?
Solved

Parsing text files and putting it in a table or CSV

Posted on 2007-11-28
5
Medium Priority
?
458 Views
Last Modified: 2013-11-15
I am trying to parse a public domain dictionary.  The text files look at this.

Kamala (n.) The red dusty hairs of the capsules of an East Indian tree (Mallotus Philippinensis) used for dyeing silk. It is violently emetic, and is used in the treatment of tapeworm.

Kame (n.) A low ridge.

Kami (n. pl.) A title given to the celestial gods of the first mythical dynasty of Japan and extended to the demigods of the second dynasty, and then to the long line of spiritual princes still represented by the mikado.

All the words are broken up like 3 examples above: word (type of word) meaning.  There would be 3 columns parsed.   Everything after the (type of word) is the definitions and might or might not contain ().

Thanks for the help.
S
0
Comment
Question by:StaceyShindo
5 Comments
 
LVL 6

Expert Comment

by:cottsak
ID: 20371407
in summary, i'd use regex to capture the different parts of each def and then iterate the groups collection for the columns.

• _DATASET_:
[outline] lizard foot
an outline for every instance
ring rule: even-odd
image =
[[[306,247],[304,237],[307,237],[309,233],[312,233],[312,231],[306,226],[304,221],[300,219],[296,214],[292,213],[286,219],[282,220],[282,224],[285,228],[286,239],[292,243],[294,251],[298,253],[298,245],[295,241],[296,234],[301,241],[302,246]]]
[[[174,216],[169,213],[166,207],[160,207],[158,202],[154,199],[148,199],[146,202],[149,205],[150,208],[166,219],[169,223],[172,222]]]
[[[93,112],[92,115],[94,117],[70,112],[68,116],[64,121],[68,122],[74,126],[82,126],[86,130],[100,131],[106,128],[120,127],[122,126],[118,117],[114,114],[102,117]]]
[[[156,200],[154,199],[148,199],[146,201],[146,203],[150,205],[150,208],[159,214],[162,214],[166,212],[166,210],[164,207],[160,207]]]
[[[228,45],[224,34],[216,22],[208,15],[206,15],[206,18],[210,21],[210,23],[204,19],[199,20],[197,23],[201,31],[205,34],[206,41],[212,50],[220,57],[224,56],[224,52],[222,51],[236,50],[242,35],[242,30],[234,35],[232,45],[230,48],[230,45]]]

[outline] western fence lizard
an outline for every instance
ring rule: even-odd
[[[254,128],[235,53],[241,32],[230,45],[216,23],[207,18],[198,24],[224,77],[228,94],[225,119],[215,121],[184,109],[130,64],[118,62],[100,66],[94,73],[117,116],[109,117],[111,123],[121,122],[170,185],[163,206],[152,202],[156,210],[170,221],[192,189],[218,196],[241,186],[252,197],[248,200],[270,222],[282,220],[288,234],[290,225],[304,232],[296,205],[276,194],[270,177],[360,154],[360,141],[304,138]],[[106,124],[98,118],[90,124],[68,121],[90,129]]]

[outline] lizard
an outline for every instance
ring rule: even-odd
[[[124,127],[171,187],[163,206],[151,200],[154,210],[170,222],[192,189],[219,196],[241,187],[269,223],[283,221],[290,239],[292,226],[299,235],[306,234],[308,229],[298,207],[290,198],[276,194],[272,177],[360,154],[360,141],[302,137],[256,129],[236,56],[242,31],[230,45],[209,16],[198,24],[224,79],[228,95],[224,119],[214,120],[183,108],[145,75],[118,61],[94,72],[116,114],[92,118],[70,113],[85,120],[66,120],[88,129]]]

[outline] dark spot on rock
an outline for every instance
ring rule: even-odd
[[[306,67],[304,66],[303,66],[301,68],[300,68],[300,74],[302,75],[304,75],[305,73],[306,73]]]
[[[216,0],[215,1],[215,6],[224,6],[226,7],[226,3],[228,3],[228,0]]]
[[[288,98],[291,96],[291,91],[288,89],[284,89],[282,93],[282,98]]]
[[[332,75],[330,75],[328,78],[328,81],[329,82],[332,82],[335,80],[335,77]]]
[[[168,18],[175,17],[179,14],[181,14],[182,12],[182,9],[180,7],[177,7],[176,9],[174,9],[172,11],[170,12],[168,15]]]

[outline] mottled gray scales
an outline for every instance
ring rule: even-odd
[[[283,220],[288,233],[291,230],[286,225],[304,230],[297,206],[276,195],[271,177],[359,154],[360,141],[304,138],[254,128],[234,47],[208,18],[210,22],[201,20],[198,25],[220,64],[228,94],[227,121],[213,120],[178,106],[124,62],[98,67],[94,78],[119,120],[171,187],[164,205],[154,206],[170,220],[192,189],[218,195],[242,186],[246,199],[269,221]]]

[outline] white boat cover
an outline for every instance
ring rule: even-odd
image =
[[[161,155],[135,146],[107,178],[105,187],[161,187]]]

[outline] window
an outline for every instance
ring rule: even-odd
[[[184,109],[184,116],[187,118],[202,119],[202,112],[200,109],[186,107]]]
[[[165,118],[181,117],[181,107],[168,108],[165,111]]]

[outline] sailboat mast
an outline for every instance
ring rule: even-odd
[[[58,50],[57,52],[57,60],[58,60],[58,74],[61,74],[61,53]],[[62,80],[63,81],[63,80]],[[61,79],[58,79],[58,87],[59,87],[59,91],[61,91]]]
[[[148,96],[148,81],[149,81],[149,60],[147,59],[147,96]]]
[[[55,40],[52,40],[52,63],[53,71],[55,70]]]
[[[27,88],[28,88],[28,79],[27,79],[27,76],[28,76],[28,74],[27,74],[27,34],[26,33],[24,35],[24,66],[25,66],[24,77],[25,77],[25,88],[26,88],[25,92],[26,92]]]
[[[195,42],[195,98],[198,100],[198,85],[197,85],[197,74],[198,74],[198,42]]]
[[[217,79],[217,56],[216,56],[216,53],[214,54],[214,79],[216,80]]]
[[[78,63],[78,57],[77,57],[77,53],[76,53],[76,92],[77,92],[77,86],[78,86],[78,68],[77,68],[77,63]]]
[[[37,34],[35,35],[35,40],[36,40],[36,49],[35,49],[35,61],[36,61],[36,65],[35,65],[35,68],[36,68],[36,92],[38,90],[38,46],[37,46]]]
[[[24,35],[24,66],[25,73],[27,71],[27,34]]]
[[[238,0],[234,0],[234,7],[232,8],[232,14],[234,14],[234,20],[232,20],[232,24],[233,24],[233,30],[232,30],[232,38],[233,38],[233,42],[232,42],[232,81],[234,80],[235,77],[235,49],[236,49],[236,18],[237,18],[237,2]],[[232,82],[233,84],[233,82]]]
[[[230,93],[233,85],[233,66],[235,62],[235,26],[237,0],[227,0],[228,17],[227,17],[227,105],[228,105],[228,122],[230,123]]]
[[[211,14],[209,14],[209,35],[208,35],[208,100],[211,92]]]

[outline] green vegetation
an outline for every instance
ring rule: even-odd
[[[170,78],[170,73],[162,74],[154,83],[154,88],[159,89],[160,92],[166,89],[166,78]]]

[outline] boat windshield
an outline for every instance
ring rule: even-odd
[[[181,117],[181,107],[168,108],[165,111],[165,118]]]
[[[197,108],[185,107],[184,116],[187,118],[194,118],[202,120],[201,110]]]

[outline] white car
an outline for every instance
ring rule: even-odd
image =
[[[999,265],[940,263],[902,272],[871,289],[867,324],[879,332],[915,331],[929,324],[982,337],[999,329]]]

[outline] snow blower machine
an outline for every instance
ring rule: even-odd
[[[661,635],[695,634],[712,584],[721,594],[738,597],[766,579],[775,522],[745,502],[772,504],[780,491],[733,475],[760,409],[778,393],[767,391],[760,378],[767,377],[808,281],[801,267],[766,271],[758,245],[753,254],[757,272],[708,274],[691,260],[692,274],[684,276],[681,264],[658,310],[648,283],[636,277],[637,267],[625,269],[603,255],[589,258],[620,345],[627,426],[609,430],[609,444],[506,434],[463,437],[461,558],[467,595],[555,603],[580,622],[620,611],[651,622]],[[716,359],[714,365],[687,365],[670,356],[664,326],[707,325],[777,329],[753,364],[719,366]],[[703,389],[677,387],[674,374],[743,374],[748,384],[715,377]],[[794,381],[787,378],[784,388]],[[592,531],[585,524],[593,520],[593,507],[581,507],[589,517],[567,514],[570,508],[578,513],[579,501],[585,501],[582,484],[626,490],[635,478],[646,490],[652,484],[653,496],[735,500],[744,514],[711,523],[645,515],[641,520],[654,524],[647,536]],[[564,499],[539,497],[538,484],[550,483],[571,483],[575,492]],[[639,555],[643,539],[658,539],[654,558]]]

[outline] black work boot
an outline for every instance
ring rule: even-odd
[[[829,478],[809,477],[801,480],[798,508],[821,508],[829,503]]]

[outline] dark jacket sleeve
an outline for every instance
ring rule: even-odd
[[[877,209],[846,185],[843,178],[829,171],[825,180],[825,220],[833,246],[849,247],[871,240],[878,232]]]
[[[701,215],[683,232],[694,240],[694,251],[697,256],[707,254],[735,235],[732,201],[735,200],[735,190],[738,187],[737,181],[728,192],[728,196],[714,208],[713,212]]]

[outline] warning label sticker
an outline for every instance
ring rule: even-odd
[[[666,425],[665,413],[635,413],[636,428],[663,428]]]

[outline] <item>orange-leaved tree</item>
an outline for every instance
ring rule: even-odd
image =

• _REQUIRED WORK_: In the forum thread on parsing a dictionary, how many columns should each parsed entry fill? The data is separate material, unrelated to the forum thread.

• _RESPONSE TO THIS TASK_: Three: the word, the type of word, and the meaning.